Exercise prompt: Can you continue the excerpt on digital investment and start-up innovation in emerging markets, picking up right after its last sentence?

Excerpt to read:
------------------------------------------------------------------------
Zhao believes that, with 10 years left to achieve the Sustainable Development Goals, there is a need to redouble efforts to increase investments in digital infrastructure, make digital applications and services more relevant, secure and affordable − and give people the tools and skills they need to navigate and succeed in the digital economy.

“Africa alone, for example, would require an estimated $9 billion in investment to double the current ratio of broadband connectivity by 2021 and an estimated additional $100 billion to bring everybody online on the continent by 2030,” he says.

Alexandre Lazarow, author of Out-Innovate: How Global Entrepreneurs – from Delhi to Detroit – Are Rewriting the Rules of Silicon Valley (HBR Press) and a venture capitalist with Cathay Innovation believes that it is important to look past the technological to strategic leapfrogging. He believes that while many look to Silicon Valley as the start-up epicentre of innovation, there are significant lessons to be learned from entrepreneurs in places like Nairobi or Kigali or Bangalore.

African entrepreneurs look to sustainability

For Lazarow, the 200 entrepreneurs from emerging markets that he interviewed for his book actually reinvent start-up best practice: building sustainability and resilience in their business model instead of growing at any cost, building models that can scale across borders instead of being local, and figuring out how to do distributed teams when the local talent market might be narrower.

“As the world has flipped in the age of COVID, many of the best practices in the Valley no longer work and as the Valley itself has shifted from a world of abundance to now facing adversity, the best practices of founders operating in some of these tougher ecosystems are more relevant than ever.”

For Lazarow, the strategic leapfrogging is about being a creator versus a disrupter. He explains that in Silicon Valley, there is this notion everyone’s either disrupting or being disrupted. “In many emerging start-up ecosystems, though, entrepreneurs don’t have the luxury to disrupt; they have to create, because there are no established industries to disrupt.” He defines this creation in terms of three fundamental things: building a product or service that was previously not offered in that particular market, targeting the mass market, and being the shoulders of giants, on which others build.
------------------------------------------------------------------------
Data excerpt:

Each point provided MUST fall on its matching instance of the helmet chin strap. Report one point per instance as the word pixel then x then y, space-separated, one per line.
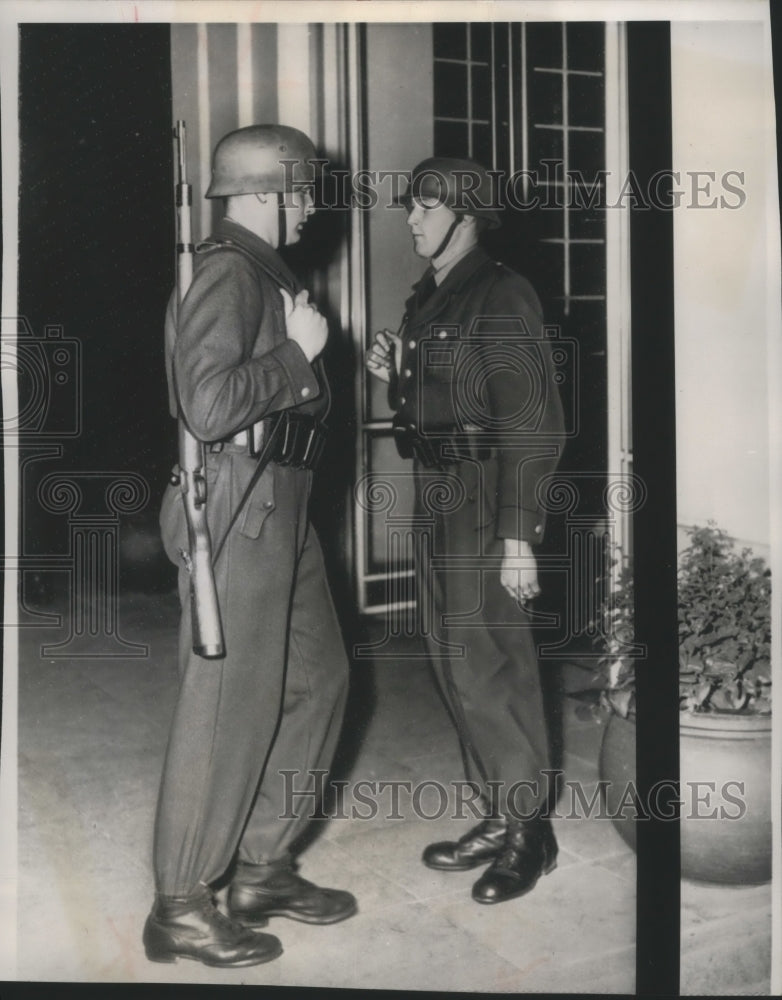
------------------------------------------------------------------------
Written response:
He points to technologies like M-Pesa, but also the range of technologies happening across the continent focused in healthcare, energy and agriculture, which is a completely different focus to that of Silicon Valley. One such example is  Zola, a start-up he worked with which focused on bringing off-grid energy to Africa.

“There are 1.2 billion people around the planet that have no access to power, totally off grid and Zola created an off-grid solar home system, with two solar panels, a charge box and a couple lights inside the house. They could essentially turn someone from literally burning jet fuel kerosene in their household, which has a lot of negative outcomes, to relatively modern set-ups, with bright lights and with TV and so on,” he explains. Their first market was Tanzania, but they now have operations in Nigeria, Rwanda, Cote d’Ivoire and other parts of Africa.

This kind of functional and strategic leapfrogging that has real impact is what Africa does well and what it can leverage to develop an infrastructure of its own that is not dependent on a traditional model of development.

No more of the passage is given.